GIVEN TASK:
Write the material out again exactly.

DATASET ENTRIES:
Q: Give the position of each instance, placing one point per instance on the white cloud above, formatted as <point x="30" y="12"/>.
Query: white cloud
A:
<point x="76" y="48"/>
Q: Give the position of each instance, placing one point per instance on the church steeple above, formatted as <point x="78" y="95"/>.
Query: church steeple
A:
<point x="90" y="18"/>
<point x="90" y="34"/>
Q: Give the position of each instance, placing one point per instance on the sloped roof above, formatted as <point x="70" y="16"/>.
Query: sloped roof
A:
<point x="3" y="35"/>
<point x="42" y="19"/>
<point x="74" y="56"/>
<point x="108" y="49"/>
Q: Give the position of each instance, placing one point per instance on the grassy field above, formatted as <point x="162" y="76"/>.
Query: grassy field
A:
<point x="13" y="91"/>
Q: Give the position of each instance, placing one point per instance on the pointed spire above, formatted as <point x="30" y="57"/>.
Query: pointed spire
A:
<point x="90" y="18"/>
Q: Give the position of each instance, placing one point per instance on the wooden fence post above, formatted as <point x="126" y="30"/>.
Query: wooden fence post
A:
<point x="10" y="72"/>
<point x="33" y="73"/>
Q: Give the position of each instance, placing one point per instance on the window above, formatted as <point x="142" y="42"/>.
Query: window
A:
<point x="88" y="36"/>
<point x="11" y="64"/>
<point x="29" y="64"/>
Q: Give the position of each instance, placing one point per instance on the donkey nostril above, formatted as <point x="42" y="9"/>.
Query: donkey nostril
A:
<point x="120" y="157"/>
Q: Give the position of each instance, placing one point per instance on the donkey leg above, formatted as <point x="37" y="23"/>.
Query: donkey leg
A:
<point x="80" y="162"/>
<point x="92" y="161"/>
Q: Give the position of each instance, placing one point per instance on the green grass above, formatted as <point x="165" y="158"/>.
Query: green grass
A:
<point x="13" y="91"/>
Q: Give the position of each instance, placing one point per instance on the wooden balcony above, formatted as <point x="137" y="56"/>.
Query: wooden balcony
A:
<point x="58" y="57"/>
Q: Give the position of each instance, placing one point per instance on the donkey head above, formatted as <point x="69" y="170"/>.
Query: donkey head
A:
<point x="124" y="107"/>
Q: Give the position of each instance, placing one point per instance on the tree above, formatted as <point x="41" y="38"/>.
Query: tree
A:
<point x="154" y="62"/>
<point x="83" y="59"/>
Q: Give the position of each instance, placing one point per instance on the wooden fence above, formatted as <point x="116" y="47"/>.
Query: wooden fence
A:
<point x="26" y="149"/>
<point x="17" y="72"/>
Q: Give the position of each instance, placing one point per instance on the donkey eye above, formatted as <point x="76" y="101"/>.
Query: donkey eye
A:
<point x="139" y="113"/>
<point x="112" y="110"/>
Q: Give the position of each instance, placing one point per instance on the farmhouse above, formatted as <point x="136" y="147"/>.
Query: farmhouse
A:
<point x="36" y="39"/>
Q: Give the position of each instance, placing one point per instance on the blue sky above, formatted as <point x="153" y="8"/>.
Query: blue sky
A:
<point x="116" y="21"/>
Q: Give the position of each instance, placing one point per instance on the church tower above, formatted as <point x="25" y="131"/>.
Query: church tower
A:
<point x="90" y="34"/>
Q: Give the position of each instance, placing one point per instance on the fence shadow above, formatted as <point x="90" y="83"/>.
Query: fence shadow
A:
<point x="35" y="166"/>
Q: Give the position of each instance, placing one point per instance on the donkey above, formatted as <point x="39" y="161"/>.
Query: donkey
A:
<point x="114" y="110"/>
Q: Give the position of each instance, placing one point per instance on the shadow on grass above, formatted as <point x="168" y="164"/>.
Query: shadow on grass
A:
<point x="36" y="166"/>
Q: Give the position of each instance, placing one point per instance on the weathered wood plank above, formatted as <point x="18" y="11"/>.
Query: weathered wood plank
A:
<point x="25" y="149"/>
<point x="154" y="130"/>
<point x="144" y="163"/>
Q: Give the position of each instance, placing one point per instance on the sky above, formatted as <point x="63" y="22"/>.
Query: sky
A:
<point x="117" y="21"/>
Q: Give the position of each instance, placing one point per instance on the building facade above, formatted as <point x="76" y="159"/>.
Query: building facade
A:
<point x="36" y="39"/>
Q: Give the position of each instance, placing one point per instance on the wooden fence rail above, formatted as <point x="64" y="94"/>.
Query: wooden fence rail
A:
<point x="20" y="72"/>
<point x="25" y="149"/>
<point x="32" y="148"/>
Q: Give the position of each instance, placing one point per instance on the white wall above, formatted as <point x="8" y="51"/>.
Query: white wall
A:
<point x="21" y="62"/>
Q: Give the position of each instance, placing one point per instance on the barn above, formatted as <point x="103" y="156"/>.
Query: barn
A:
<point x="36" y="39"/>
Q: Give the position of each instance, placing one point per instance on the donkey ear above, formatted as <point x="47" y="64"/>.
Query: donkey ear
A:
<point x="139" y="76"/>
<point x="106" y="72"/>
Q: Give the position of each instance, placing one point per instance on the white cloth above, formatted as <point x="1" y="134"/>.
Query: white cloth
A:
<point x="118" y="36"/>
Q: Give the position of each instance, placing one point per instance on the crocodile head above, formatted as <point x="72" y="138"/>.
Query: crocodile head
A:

RESPONSE BELOW:
Q: Give the position of each instance, placing one point per instance on the white cloud above, formatted as <point x="30" y="12"/>.
Query: white cloud
A:
<point x="76" y="48"/>
Q: Give the position of each instance, placing one point per instance on the church steeple above, formatted as <point x="78" y="95"/>.
Query: church steeple
A:
<point x="90" y="18"/>
<point x="90" y="34"/>
Q: Give the position of each instance, placing one point per instance on the sloped roof above, formatted as <point x="70" y="16"/>.
Query: sloped roof
A:
<point x="3" y="35"/>
<point x="42" y="19"/>
<point x="74" y="56"/>
<point x="108" y="49"/>
Q: Give the position of each instance, placing one point per instance on the grassy field above, formatted as <point x="162" y="76"/>.
Query: grassy field
A:
<point x="13" y="91"/>
Q: Give the position of each instance, placing one point per instance on the pointed spire above, formatted as <point x="30" y="57"/>.
Query: pointed spire
A:
<point x="90" y="18"/>
Q: Give the position of each instance, placing one point per instance on the wooden fence post above, formatted as <point x="126" y="30"/>.
Query: wooden fence post
A:
<point x="10" y="72"/>
<point x="33" y="73"/>
Q: Give the position of each instance, placing one point per instance on the window above, formatted as <point x="142" y="42"/>.
Query: window
A:
<point x="88" y="36"/>
<point x="11" y="64"/>
<point x="29" y="64"/>
Q: Give the position of each instance, placing one point per instance on the donkey nostril above, formatted as <point x="42" y="9"/>.
Query: donkey nostril
A:
<point x="120" y="157"/>
Q: Give the position of each instance, placing one point per instance on the donkey leg above, formatted as <point x="37" y="23"/>.
Query: donkey leg
A:
<point x="80" y="162"/>
<point x="92" y="161"/>
Q: Give the position of each instance, placing one point per instance on the green grass above, formatted as <point x="165" y="158"/>.
Query: green grass
A:
<point x="13" y="91"/>
Q: Give the position of each instance, placing one point per instance on the wooden balcony above, formatted as <point x="137" y="56"/>.
Query: wooden balcony
A:
<point x="58" y="57"/>
Q: Give the position of each instance, placing one point per instance on the donkey head above, formatted as <point x="69" y="170"/>.
Query: donkey head
A:
<point x="124" y="107"/>
Q: Give the position of each instance, placing one point per instance on the tree above, formatted as <point x="41" y="38"/>.
Query: tree
A:
<point x="154" y="62"/>
<point x="83" y="59"/>
Q: Give the position of each instance, placing one point per instance on the wooden fence above, formatted as <point x="116" y="47"/>.
Query: wooden fence
A:
<point x="26" y="149"/>
<point x="17" y="72"/>
Q: Give the position of each instance, placing one point per instance on the donkey eye above, formatted as <point x="76" y="101"/>.
Query: donkey eye
A:
<point x="139" y="113"/>
<point x="112" y="110"/>
Q: Give the position of each instance, placing one point per instance on the farmhouse above, formatted as <point x="136" y="147"/>.
Query: farmhouse
A:
<point x="36" y="39"/>
Q: Give the position of each instance, placing one point per instance on the blue sky above, formatted as <point x="153" y="8"/>.
Query: blue sky
A:
<point x="116" y="21"/>
Q: Give the position of each instance, placing one point per instance on the church tower above, formatted as <point x="25" y="131"/>.
Query: church tower
A:
<point x="90" y="34"/>
Q: Give the position of each instance, placing one point per instance on the fence shadow above, formatted as <point x="90" y="83"/>.
Query: fence shadow
A:
<point x="35" y="166"/>
Q: Give the position of each instance, placing one point per instance on the donkey above, formatted as <point x="39" y="161"/>.
Query: donkey
A:
<point x="114" y="110"/>
Q: Give the position of each instance, placing one point per instance on the shadow on grass above, formatted as <point x="168" y="164"/>.
Query: shadow on grass
A:
<point x="36" y="166"/>
Q: Give the position of each instance, placing one point per instance on the weathered wood plank above, formatted as <point x="18" y="11"/>.
Query: weathered wood plank
A:
<point x="25" y="149"/>
<point x="154" y="130"/>
<point x="144" y="163"/>
Q: Give the position of each instance, placing one point per instance on the sky above, formatted as <point x="63" y="22"/>.
Query: sky
A:
<point x="117" y="21"/>
Q: Give the position of each instance, placing one point per instance on the building facade above, formatted as <point x="76" y="159"/>.
Query: building facade
A:
<point x="36" y="39"/>
Q: Give the position of each instance, placing one point per instance on the wooden fence rail above, formatted as <point x="64" y="94"/>.
Query: wooden fence rail
A:
<point x="20" y="72"/>
<point x="25" y="149"/>
<point x="32" y="148"/>
Q: Give the position of each instance, placing one point per instance on the white wall above, formatted as <point x="8" y="51"/>.
Query: white wall
A:
<point x="21" y="62"/>
Q: Give the position of each instance, placing one point per instance on the barn above, formatted as <point x="103" y="156"/>.
Query: barn
A:
<point x="36" y="39"/>
Q: Give the position of each instance, placing one point per instance on the donkey ear above, formatted as <point x="47" y="64"/>.
Query: donkey ear
A:
<point x="139" y="76"/>
<point x="106" y="72"/>
Q: Give the position of each instance, placing one point per instance on the white cloth above, formatted as <point x="1" y="134"/>.
Query: white cloth
A:
<point x="118" y="36"/>
Q: Give the position of each instance, placing one point per instance on the crocodile head above, formatted as <point x="72" y="138"/>.
Query: crocodile head
A:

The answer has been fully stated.